Beginning with the line containing "point: wooden floor" and ending with the last line, repeat the records exactly.

Saved data entries:
*-*-*
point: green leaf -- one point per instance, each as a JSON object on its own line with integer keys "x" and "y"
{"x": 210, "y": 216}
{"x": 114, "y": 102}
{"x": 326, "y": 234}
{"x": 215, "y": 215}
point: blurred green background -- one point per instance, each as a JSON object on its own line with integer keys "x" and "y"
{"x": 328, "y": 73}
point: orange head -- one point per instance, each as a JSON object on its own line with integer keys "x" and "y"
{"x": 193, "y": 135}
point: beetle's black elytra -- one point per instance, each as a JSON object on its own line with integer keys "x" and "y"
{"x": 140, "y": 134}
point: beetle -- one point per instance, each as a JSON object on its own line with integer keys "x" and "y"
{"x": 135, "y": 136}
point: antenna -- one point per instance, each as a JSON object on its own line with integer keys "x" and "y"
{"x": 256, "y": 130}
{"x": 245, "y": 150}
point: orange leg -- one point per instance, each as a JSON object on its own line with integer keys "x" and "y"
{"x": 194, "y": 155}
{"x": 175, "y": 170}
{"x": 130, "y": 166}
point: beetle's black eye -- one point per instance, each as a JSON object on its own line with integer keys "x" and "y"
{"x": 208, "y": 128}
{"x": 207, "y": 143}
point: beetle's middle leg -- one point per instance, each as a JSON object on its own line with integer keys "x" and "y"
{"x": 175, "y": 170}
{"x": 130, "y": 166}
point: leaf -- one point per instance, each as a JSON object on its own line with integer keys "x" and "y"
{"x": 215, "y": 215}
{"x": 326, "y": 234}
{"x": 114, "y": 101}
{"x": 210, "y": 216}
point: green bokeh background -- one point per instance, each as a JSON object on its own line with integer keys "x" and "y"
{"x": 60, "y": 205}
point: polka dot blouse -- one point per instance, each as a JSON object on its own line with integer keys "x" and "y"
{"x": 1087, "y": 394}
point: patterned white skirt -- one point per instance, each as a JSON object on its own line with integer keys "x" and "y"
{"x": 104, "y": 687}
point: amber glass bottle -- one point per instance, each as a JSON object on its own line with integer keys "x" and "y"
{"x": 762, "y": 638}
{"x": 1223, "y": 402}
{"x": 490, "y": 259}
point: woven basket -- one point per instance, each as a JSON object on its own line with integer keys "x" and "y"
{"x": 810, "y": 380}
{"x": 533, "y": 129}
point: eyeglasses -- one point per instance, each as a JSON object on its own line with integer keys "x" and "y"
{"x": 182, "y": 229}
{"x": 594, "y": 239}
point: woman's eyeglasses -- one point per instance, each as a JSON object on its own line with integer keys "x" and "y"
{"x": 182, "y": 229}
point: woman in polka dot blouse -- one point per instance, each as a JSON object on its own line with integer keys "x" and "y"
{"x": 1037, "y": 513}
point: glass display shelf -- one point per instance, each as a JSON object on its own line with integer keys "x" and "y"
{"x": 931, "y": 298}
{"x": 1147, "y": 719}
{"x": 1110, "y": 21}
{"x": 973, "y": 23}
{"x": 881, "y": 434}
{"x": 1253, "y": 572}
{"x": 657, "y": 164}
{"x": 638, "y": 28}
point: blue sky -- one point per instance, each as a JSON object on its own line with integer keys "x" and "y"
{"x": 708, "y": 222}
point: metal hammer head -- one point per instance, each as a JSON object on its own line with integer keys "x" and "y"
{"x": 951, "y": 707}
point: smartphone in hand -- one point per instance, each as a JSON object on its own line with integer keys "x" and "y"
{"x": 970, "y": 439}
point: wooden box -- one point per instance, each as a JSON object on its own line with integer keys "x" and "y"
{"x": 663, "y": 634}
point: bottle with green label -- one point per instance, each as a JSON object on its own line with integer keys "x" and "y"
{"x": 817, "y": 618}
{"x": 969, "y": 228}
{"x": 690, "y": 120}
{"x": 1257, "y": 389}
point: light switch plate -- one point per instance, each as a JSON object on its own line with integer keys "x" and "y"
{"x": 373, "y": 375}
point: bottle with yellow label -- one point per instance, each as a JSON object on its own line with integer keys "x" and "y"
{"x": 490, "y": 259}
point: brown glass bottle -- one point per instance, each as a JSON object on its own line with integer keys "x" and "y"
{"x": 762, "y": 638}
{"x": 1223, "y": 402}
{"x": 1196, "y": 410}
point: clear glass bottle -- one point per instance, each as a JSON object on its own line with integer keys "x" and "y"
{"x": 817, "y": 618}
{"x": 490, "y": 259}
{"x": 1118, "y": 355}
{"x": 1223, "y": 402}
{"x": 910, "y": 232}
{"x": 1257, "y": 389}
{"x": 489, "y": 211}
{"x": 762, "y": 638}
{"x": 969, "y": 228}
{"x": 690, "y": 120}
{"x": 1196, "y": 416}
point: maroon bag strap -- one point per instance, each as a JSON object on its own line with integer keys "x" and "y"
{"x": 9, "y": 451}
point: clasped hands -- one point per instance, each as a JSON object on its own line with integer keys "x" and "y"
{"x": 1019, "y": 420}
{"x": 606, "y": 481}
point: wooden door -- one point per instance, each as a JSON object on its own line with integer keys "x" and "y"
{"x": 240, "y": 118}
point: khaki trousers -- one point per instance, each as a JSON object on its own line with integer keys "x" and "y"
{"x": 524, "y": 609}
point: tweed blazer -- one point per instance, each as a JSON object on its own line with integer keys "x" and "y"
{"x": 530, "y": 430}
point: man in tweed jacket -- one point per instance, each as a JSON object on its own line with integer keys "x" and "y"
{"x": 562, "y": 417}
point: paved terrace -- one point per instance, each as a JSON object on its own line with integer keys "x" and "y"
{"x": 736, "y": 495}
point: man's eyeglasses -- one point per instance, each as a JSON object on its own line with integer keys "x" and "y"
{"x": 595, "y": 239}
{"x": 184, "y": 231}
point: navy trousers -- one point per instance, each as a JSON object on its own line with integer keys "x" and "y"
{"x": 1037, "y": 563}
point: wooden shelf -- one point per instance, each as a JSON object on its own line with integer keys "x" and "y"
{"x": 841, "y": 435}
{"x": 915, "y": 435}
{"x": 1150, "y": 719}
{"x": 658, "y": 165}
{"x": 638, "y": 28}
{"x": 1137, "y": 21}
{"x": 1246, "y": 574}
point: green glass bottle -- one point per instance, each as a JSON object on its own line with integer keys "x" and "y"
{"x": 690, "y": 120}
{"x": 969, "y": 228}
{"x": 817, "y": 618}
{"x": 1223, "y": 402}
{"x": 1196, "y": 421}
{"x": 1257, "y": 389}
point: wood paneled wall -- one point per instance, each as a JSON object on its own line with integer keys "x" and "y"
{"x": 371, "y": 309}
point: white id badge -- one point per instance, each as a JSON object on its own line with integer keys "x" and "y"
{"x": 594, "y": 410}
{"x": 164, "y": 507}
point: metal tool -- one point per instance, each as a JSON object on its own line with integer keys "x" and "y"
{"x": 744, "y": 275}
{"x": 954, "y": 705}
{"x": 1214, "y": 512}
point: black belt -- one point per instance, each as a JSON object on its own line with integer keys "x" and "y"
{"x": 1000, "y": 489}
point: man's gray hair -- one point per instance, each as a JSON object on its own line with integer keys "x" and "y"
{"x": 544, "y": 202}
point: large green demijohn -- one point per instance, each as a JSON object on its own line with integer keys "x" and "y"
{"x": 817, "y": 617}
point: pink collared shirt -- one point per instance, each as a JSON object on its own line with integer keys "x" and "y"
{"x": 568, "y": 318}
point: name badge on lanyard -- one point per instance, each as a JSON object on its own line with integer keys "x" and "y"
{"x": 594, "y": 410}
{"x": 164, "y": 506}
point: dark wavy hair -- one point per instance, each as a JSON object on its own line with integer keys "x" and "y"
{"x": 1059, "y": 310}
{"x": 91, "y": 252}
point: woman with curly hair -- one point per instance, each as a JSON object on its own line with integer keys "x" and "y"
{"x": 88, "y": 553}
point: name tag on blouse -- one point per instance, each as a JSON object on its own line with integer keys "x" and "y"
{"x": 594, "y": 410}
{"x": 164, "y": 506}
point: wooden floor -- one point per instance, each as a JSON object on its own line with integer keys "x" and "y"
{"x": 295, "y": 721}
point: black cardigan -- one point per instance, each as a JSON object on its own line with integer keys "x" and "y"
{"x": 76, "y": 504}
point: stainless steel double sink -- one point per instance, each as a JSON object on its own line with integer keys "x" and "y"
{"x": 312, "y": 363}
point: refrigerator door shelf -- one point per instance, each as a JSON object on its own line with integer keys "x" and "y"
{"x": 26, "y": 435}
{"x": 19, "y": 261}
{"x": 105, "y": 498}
*-*-*
▶ Response to this exercise
point: wooden floor -- one point per instance, each as a JSON object on its own line with integer keys "x" and "y"
{"x": 295, "y": 721}
point: black cardigan -- one point per instance, each as a JSON object on its own line with integer keys "x" and "y"
{"x": 76, "y": 504}
point: stainless steel double sink -- one point per instance, each as a JSON object on its own line with integer keys "x" and "y"
{"x": 312, "y": 363}
point: refrigerator door shelf -- one point per instance, each as a JSON object on its own line with integer keys "x" and "y"
{"x": 26, "y": 435}
{"x": 19, "y": 261}
{"x": 105, "y": 498}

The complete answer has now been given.